• Short task:
Rewrite all of the records below, putting "Mark a point" wherever "Give a point" appears and leaving everything else the same.

• Data to process:
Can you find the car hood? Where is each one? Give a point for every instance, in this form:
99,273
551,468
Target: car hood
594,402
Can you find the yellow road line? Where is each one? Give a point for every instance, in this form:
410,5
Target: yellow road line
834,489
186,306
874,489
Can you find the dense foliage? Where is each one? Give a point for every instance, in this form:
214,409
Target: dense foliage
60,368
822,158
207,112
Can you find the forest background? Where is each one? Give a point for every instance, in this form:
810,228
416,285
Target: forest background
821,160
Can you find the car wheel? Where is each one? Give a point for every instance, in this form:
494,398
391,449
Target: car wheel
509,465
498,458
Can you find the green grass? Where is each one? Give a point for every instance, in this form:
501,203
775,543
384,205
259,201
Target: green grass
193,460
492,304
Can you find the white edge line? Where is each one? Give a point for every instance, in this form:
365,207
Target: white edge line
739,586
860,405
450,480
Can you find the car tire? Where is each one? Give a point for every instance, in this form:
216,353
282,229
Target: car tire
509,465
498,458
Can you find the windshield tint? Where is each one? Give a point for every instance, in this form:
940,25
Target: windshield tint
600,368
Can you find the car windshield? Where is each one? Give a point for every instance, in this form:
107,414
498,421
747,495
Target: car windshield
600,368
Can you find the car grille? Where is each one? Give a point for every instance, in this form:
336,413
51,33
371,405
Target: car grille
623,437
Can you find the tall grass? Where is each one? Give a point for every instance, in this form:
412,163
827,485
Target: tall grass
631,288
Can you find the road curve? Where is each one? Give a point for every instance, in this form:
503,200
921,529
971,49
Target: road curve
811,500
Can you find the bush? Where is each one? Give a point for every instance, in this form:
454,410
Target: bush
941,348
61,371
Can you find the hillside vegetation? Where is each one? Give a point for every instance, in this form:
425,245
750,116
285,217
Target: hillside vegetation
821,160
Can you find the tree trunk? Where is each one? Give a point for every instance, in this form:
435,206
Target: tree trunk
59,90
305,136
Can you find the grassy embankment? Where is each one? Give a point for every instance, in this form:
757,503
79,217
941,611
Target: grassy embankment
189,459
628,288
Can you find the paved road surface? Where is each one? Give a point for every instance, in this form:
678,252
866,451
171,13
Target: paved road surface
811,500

• The result:
Can you find the car hood? Where is each one? Mark a point for every instance, in this form:
99,273
551,468
Target: car hood
594,402
Can you find the yellow road line? Where is each one? Mark a point for every instance, in this form:
410,5
Target: yellow road line
834,489
186,306
874,489
Can you find the dense foliage? Where is each one? Mark a point for every instance, in this form:
214,409
Target: dense foliage
60,368
822,158
207,112
Can you find the forest background? Where is each one? Mark a point for every instance, in this form:
810,228
416,285
Target: forest background
821,160
Can you find the car wheel? Where is each one? Mark a point for every instance, in this form:
494,398
391,449
Target: car wheel
509,465
498,458
Can you find the green grass? Where is each one? Mark a point for every instance, in this form:
501,203
775,543
384,205
259,201
Target: green grass
193,460
492,304
Can you find the white edge line? Where is each one? Mark a point for every instance, in this form:
365,207
Target: white edge line
739,586
860,405
450,480
Can you find the car tire? Where is each one? Mark a point for every instance, in this form:
216,353
282,229
Target: car tire
509,465
498,458
Can you find the windshield tint? Where is each one? Mark a point for every instance, in this form:
940,25
Target: windshield tint
600,368
Can you find the car windshield? Where is each one? Mark a point for every instance, in this form:
107,414
498,421
747,495
Target: car windshield
600,368
Can you find the car grille? Where is each one? Mark a point for every instance, in this form:
336,413
51,33
371,405
Target: car grille
623,437
Can you find the tall grass? Where is each one? Mark a point for every instance, in this form:
412,163
827,485
Target: tall grass
631,288
Can you find the road curve? Where is each one? Mark a point for every instance, in this form:
503,200
921,529
971,49
Target: road curve
811,500
Can you find the bush? Where is each one? Mark a point for every instance, in this form:
454,410
Target: bush
941,348
61,371
Can you find the hillside vegetation? Where is each one? Mark a point for every instance, in this form:
425,245
750,116
285,217
Target: hillside vegetation
821,160
Can you find the tree trunk? Where is each one? Mark a point for every instance, in this form:
435,206
Target: tree trunk
59,90
305,136
Can you find the grassy embankment? Where is each one? Mark a point for every instance, in this form:
757,503
79,217
941,611
Target: grassy embankment
189,459
628,288
Can you find the paved road surface? Where is each one? Mark a point for every instance, in this form:
678,252
866,451
171,13
Target: paved road surface
811,500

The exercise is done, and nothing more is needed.